··· Exercise data ···

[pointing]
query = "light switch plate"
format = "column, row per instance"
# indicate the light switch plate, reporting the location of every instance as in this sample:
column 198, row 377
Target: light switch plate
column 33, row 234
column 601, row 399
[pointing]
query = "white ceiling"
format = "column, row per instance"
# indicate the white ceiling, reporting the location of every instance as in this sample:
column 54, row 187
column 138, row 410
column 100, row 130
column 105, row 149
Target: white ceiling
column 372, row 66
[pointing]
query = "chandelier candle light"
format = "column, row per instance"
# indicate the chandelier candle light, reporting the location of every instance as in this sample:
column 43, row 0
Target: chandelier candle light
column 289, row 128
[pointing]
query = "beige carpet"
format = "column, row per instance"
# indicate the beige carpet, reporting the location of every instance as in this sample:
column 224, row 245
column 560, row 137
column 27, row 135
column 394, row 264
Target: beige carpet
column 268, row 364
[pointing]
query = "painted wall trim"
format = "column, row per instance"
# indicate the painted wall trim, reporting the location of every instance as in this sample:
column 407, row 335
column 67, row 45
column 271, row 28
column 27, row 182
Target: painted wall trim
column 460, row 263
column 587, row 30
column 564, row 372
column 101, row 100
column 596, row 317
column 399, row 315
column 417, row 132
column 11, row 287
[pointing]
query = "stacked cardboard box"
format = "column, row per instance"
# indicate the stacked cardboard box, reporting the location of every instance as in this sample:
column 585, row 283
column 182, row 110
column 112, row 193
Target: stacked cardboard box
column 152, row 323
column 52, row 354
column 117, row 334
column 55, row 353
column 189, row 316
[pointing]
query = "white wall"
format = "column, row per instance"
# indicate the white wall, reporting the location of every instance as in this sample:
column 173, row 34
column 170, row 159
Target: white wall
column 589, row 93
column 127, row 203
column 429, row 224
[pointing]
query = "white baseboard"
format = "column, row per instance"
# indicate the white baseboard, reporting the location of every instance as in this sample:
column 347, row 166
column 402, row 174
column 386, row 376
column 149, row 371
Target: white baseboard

···

Set down the listing in full, keeping every word exactly as it is.

[pointing]
query = "light switch plate"
format = "column, row per instance"
# indicate the light switch plate, reporting the location of every instance as in this sample:
column 198, row 377
Target: light switch plate
column 33, row 234
column 601, row 399
[pointing]
query = "white ceiling"
format = "column, row per instance"
# indicate the white ceiling, reporting the location of every instance as in this sample:
column 54, row 187
column 138, row 410
column 100, row 130
column 105, row 149
Target: white ceiling
column 372, row 66
[pointing]
query = "chandelier candle light"
format = "column, row per instance"
# indicate the chandelier candle light, reporting the location of every instance as in this sample:
column 43, row 0
Target: chandelier candle light
column 289, row 128
[pointing]
query = "beige carpet"
format = "column, row per instance"
# indicate the beige carpet, reporting the location of every instance as in this sample:
column 224, row 245
column 560, row 137
column 27, row 135
column 394, row 264
Target: beige carpet
column 268, row 364
[pointing]
query = "painted wall trim"
format = "column, row per instance"
# indicate the painted wall trim, reporting the location of every instance as in this sample:
column 407, row 335
column 67, row 45
column 271, row 28
column 27, row 182
Target: painted wall trim
column 460, row 263
column 587, row 30
column 564, row 372
column 101, row 100
column 596, row 317
column 399, row 315
column 417, row 132
column 11, row 287
[pointing]
query = "stacked cardboard box"
format = "column, row per instance"
# indicate the stacked cardboard box, reporting the location of every instance as in this sample:
column 585, row 283
column 182, row 110
column 112, row 193
Target: stacked cardboard box
column 152, row 323
column 52, row 354
column 117, row 334
column 55, row 353
column 189, row 316
[pointing]
query = "white wall"
format = "column, row per instance"
# indicate the white wall, reporting the location of every instance as in this sample:
column 173, row 34
column 170, row 159
Target: white wall
column 589, row 93
column 127, row 203
column 429, row 224
[pointing]
query = "white baseboard"
format = "column, row per instance"
# indicate the white baseboard, reporting the location of every instance as in this sample:
column 347, row 166
column 402, row 174
column 386, row 376
column 149, row 371
Target: white baseboard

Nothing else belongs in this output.